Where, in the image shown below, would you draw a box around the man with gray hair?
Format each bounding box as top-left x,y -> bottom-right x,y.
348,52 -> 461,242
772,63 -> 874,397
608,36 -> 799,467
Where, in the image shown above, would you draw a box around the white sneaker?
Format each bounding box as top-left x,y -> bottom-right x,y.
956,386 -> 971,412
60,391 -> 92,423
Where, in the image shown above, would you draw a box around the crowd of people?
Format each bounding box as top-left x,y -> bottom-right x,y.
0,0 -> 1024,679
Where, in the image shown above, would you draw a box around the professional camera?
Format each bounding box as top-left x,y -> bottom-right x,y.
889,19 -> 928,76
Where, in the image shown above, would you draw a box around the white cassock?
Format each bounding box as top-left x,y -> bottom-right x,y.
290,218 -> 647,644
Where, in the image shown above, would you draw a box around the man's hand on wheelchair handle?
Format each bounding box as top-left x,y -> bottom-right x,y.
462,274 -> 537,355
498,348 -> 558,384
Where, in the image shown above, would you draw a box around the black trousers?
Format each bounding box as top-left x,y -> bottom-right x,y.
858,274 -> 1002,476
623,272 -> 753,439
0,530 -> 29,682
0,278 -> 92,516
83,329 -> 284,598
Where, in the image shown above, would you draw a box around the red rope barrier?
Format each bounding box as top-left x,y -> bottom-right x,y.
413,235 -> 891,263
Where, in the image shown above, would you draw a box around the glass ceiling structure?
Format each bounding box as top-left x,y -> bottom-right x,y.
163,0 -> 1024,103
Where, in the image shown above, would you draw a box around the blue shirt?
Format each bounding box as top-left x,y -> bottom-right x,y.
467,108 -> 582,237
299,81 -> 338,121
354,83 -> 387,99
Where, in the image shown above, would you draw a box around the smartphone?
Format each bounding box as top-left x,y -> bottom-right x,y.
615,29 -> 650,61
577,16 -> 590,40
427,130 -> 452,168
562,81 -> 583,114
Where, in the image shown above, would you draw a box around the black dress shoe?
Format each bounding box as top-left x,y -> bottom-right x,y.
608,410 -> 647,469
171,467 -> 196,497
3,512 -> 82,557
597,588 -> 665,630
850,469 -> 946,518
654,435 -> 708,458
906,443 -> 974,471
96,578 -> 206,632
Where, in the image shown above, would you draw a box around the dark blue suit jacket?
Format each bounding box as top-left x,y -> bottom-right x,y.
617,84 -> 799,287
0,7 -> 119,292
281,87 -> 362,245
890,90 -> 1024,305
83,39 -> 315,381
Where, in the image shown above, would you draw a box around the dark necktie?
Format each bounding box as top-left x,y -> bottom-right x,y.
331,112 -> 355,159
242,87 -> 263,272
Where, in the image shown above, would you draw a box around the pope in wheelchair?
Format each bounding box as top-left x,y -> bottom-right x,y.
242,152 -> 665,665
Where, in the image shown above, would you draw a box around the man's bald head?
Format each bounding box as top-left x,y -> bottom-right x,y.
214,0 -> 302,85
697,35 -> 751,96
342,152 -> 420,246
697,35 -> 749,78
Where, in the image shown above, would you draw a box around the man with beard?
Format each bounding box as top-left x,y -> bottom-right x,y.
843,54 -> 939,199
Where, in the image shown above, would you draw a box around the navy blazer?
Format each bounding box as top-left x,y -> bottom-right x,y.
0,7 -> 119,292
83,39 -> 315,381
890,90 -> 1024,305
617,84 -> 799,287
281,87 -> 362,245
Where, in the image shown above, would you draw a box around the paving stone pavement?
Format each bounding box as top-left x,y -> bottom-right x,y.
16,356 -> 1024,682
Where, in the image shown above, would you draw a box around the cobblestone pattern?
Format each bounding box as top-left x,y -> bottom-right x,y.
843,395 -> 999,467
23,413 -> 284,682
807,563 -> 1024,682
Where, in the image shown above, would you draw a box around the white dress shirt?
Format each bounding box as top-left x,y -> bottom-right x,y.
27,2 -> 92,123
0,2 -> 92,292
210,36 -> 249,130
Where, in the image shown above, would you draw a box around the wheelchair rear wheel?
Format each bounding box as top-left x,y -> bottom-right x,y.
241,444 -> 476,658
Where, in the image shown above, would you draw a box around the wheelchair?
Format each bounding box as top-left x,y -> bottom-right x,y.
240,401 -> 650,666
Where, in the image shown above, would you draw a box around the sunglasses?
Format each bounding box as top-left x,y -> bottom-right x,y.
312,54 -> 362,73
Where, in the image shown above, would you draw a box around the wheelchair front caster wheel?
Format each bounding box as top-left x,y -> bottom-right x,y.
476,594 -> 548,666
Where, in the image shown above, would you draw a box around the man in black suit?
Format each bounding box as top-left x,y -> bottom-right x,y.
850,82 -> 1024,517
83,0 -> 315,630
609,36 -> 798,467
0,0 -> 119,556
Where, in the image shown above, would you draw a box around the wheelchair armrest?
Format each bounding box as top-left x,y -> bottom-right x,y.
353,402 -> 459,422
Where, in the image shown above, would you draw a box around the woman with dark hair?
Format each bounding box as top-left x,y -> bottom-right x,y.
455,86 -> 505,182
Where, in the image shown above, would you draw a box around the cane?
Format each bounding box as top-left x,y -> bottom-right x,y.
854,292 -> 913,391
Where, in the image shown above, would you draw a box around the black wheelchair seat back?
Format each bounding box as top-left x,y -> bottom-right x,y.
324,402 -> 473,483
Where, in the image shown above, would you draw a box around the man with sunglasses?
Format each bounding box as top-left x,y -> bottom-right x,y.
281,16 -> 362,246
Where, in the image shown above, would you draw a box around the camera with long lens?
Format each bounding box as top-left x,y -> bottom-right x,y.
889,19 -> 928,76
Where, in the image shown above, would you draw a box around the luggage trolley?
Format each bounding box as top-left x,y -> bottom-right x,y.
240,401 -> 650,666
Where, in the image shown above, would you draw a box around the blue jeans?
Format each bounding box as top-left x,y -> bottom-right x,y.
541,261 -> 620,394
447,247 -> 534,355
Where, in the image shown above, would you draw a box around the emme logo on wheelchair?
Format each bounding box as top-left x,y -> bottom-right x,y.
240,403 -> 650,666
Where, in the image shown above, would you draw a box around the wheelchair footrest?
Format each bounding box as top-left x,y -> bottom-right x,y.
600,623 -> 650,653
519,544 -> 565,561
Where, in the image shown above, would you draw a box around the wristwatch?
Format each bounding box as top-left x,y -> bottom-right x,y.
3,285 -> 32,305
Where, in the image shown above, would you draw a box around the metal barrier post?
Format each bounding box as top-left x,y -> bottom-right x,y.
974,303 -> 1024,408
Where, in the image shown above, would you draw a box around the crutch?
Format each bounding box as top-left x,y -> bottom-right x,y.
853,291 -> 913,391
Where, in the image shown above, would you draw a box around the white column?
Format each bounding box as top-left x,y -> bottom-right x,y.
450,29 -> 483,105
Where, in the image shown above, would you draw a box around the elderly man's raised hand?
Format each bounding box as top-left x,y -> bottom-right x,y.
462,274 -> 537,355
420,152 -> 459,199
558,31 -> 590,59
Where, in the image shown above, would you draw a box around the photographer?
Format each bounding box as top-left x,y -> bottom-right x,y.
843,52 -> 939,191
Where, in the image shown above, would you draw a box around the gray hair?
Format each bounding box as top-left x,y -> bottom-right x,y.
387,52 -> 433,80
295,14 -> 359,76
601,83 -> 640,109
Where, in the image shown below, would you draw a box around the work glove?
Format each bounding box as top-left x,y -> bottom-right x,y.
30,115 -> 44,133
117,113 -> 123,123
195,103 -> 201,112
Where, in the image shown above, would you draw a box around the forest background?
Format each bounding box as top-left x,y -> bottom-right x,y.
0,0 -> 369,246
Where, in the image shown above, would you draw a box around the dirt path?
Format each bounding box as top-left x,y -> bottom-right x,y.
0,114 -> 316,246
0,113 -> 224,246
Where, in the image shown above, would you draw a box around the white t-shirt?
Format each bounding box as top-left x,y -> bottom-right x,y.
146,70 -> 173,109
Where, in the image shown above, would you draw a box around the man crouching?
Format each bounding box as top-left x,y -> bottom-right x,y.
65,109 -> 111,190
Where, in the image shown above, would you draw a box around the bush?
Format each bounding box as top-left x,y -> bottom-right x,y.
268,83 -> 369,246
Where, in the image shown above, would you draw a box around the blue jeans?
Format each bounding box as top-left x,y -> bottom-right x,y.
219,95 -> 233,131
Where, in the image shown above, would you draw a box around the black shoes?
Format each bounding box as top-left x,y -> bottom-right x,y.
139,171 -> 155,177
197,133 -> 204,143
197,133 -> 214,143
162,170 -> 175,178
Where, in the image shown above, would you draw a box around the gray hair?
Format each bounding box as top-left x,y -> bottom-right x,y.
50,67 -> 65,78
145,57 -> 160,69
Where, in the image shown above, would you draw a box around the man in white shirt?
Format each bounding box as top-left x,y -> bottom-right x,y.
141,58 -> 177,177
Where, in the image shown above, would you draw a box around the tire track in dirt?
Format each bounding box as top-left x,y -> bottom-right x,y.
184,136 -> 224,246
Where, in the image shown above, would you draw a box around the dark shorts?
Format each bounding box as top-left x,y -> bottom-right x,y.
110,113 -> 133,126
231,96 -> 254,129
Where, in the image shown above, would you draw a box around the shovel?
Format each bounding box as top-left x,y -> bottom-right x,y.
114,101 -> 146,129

Your objective :: Can you render the lines between the ones holding "wheelchair rear wheel?" and "476,594 -> 548,666", inclusive, as a Markdown table with the columns Row and Record line, leaving out any blank lines?

Full answer ::
| Row | Record line |
|---|---|
| 1 | Where, in the image shown above, would you draw a box around the wheelchair rear wheel? |
| 2 | Format each bounding box as top-left x,y -> bottom-right x,y. |
| 3 | 241,444 -> 476,658 |
| 4 | Where, in the image shown above, would you draw a box around the wheelchair? |
| 5 | Format each bounding box as top-left x,y -> bottom-right x,y. |
| 6 | 240,401 -> 650,666 |
| 7 | Where, in the image shown above, would you draw a box around the sunglasses? |
| 8 | Format each bounding box as top-left x,y -> bottom-right x,y. |
| 9 | 312,54 -> 362,73 |
| 10 | Where, in the image shown above, would you draw a box around the wheelchair front caster wheel? |
| 11 | Format each bounding box as top-left x,y -> bottom-right x,y. |
| 12 | 476,594 -> 548,666 |